_Work instructions:_
Reproduce the following material line for line, changing nothing.

(Annotated coordinate material)
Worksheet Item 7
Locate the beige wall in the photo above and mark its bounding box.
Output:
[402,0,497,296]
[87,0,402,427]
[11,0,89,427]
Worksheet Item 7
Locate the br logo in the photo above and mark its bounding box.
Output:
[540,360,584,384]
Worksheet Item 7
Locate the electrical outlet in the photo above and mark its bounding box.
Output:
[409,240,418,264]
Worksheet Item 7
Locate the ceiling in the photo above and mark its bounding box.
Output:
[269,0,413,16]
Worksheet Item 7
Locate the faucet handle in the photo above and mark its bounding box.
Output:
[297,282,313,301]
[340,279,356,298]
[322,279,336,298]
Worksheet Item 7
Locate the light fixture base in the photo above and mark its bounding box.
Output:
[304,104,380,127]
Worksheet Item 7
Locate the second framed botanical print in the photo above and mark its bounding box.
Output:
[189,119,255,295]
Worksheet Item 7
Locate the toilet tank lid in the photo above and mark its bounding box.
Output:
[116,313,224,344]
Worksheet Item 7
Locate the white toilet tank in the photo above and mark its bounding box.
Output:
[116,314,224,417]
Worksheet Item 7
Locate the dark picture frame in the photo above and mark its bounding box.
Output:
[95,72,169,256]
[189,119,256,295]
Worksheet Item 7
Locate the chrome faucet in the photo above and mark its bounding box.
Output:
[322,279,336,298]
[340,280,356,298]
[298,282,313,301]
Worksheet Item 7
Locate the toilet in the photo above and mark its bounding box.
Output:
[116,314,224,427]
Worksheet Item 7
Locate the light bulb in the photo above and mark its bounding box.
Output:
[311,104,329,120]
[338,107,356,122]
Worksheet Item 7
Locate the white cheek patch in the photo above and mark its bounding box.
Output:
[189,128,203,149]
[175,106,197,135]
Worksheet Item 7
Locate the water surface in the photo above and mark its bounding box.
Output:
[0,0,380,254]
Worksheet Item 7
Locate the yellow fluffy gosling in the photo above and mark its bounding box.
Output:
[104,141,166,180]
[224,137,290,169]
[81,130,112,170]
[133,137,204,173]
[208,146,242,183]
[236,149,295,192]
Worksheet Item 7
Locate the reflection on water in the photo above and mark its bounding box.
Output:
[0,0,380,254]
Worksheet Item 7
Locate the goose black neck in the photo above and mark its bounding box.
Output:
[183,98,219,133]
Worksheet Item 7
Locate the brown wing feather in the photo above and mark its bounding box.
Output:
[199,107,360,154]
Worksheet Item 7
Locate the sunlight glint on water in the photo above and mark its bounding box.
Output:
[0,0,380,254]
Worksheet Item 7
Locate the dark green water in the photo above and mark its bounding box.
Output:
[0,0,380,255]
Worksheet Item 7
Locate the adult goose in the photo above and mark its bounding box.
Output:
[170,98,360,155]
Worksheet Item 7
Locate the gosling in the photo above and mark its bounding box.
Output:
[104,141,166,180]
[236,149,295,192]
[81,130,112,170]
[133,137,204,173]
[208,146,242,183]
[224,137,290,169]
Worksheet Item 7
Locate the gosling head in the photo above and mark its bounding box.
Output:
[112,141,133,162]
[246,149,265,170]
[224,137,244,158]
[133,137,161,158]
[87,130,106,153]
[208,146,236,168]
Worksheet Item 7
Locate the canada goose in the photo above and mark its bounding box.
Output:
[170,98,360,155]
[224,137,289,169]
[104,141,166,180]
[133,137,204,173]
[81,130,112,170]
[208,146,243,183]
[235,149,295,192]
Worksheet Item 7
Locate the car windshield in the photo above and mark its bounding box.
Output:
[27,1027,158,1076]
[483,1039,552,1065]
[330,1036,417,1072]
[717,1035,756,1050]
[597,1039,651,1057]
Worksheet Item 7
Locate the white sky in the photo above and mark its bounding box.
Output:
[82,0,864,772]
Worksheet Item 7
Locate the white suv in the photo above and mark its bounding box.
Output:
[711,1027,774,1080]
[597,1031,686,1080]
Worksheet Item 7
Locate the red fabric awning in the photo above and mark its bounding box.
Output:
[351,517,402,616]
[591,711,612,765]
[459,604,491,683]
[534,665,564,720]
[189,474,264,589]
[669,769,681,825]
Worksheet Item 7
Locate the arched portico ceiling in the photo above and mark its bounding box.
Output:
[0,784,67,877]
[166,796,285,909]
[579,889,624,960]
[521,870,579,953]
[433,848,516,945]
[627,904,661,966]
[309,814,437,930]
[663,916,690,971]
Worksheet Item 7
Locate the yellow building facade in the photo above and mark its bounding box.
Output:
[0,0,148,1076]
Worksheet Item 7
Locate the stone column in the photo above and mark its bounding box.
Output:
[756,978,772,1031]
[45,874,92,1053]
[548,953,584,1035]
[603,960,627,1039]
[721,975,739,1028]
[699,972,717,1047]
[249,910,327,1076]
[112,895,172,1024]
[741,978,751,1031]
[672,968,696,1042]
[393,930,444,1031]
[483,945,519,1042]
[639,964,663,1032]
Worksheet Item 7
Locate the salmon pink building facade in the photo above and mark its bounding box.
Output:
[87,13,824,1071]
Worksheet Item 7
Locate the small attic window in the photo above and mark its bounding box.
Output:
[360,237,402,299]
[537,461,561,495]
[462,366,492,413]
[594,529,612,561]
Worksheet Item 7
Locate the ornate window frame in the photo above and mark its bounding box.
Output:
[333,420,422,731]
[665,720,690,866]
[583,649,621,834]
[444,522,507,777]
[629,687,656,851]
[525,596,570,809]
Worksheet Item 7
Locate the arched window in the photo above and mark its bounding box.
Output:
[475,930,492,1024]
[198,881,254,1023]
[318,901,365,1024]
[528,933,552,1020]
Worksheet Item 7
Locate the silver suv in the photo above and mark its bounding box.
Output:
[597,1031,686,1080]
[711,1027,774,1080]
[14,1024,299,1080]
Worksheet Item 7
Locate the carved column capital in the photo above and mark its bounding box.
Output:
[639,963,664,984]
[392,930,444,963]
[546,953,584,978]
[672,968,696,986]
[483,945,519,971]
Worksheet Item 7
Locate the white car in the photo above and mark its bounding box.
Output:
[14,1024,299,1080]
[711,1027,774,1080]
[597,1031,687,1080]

_Solution:_
Worksheet Item 7
Locate the beige wall in the photo above and mark its bounding box.
Output:
[402,0,497,296]
[87,0,402,427]
[11,0,89,427]
Worksheet Item 7
Locate the br logo in the photo above and mark its bounding box.
Output:
[540,360,584,384]
Worksheet Item 7
Locate the electrical outlet in the photo above and mark its bounding box.
Output:
[409,240,418,264]
Worksheet Item 7
Locate the ceiling in the photo above and mark its bounding box.
Output:
[269,0,413,16]
Worksheet Item 7
Locate the faucet handle in the photo above and mark its bounding box.
Output:
[297,282,313,301]
[340,279,356,298]
[322,279,336,298]
Worksheet Item 7
Locate the light fixture base in the photo above and mark its bounding box.
Output:
[304,104,380,127]
Worksheet Item 7
Locate the second framed botanical print in the photo above and mark its bounding box.
Output:
[189,119,255,295]
Worksheet Item 7
Locate the toilet tank lid in the photo above and mark its bounding box.
Output:
[116,313,224,344]
Worksheet Item 7
Locate the white toilet tank in the photo above and mark its bounding box.
Output:
[116,314,224,417]
Worksheet Item 7
Locate the dark picture frame in the photo above and mark its bounding box.
Output:
[95,72,169,256]
[189,119,256,295]
Worksheet Item 7
Locate the chrome faucet in the photo above and mark its bounding box.
Output:
[322,279,336,298]
[340,280,356,298]
[298,282,313,301]
Worksheet Item 7
Locate the toilet in the photo above and mark its bounding box.
Output:
[116,314,224,427]
Worksheet Item 7
Locate the light bulb in the photo above and mark its bounding box.
Output:
[311,104,329,120]
[338,107,356,122]
Worksheet Item 7
Locate the white cheek patch in the photo above and mark its bounding box.
Output:
[189,128,203,149]
[175,106,197,135]
Worksheet Item 7
Locate the water surface in the photo above and mark its bounding box.
Output:
[0,0,380,254]
Worksheet Item 7
Locate the yellow fluffy gosling in the photo above and mark its bounding box.
Output:
[104,141,166,180]
[224,137,290,169]
[81,130,112,170]
[133,137,204,173]
[208,146,242,183]
[236,149,295,192]
Worksheet Item 7
Locate the reflection on water in the photo above and mark its bounding box.
Output:
[0,0,380,254]
Worksheet Item 7
Locate the goose black neck in the photo above and mark its bounding box.
Output:
[183,98,219,133]
Worksheet Item 7
Locate the brown wing feather in the photo above and mark its bounding box.
Output:
[199,107,360,154]
Worksheet Item 7
Locate the sunlight glint on water in the photo above and mark its bounding box.
Output:
[0,0,380,254]
Worksheet Item 7
Locate the dark green water in the photo above and mark its bounding box.
Output:
[0,0,380,255]
Worksheet Item 7
Locate the adult goose in the photo above and mark its bounding box.
Output:
[170,98,360,155]
Worksheet Item 7
Locate the gosling in the photo above and mark its bounding box.
Output:
[104,141,166,180]
[236,149,295,192]
[81,130,112,170]
[133,137,204,173]
[208,146,242,183]
[224,137,290,169]
Worksheet Item 7
Locate the gosling head in the photo above and mark its bounding box.
Output:
[112,141,133,162]
[246,149,265,170]
[224,137,244,158]
[133,137,161,158]
[87,130,106,153]
[208,146,236,168]
Worksheet Item 7
Locate the canada goose in the photo above and mark its bounding box.
Output:
[170,98,360,155]
[224,137,289,169]
[104,141,166,180]
[133,137,204,173]
[81,130,112,170]
[208,146,243,183]
[235,149,295,192]
Worksheet Item 7
Locate the car windshield in the photo above and mark its bounding box.
Output:
[27,1027,158,1076]
[483,1039,552,1065]
[330,1036,417,1072]
[717,1035,756,1050]
[597,1039,651,1057]
Worksheet Item 7
Locate the white sky in the photo above and mark its bounding box.
Output:
[82,0,864,772]
Worksheet Item 7
Locate the white suv in the photo above and mark its bounding box.
Output:
[711,1027,774,1080]
[597,1031,686,1080]
Worksheet Item 7
Locate the red fabric awning in the photo above and mark its bounding box.
Output:
[351,517,402,616]
[591,711,612,765]
[459,604,491,683]
[534,665,564,720]
[189,474,264,589]
[669,769,681,825]
Worksheet Item 7
Locate the arched portico ceiling in the photo above and mark its bounding box.
Output:
[0,784,67,877]
[166,796,285,909]
[579,889,624,960]
[521,870,579,953]
[433,848,516,945]
[627,904,661,966]
[309,814,437,930]
[663,916,690,971]
Worksheet Item 7
Locate the yellow building facade in the photo above and mark its bounding box.
Output:
[0,0,148,1076]
Worksheet Item 7
Locate the stone column in the photo above and mark its bounding box.
Output:
[756,978,772,1031]
[45,874,92,1053]
[548,953,584,1035]
[603,960,627,1039]
[721,975,739,1028]
[699,972,717,1047]
[249,910,327,1076]
[112,895,172,1024]
[741,978,751,1031]
[672,968,696,1042]
[393,930,444,1031]
[483,945,519,1042]
[639,964,663,1032]
Worksheet Item 7
Locate the salmon pink building facade in the photo above and mark its bounding box.
Output:
[87,13,824,1071]
Worksheet Item 7
Locate the small attic window in the photo above and mark its bounding box.
Output:
[360,237,402,299]
[537,461,561,495]
[462,366,492,413]
[594,529,612,561]
Worksheet Item 7
Locate the ornate window frame in the photo above and mark its bounding box.
Output:
[333,420,422,731]
[665,720,690,866]
[583,649,621,834]
[444,522,507,777]
[629,687,656,851]
[525,596,570,809]
Worksheet Item 7
Locate the arched window in the photo above and mark its bounding box.
Output:
[475,930,492,1024]
[198,881,254,1023]
[318,901,365,1024]
[528,933,552,1020]
Worksheet Item 7
Locate the silver suv in the photo above and mark its bounding box.
Output:
[597,1031,686,1080]
[711,1027,774,1080]
[14,1024,299,1080]
Worksheet Item 7
Locate the carved column capital in the photo above and mark its bounding box.
Output:
[639,963,664,984]
[392,930,444,963]
[546,953,584,978]
[672,968,696,986]
[483,945,519,971]
Worksheet Item 7
Locate the white car in the photo above and mark its bounding box.
Output:
[14,1024,299,1080]
[711,1027,774,1080]
[597,1031,687,1080]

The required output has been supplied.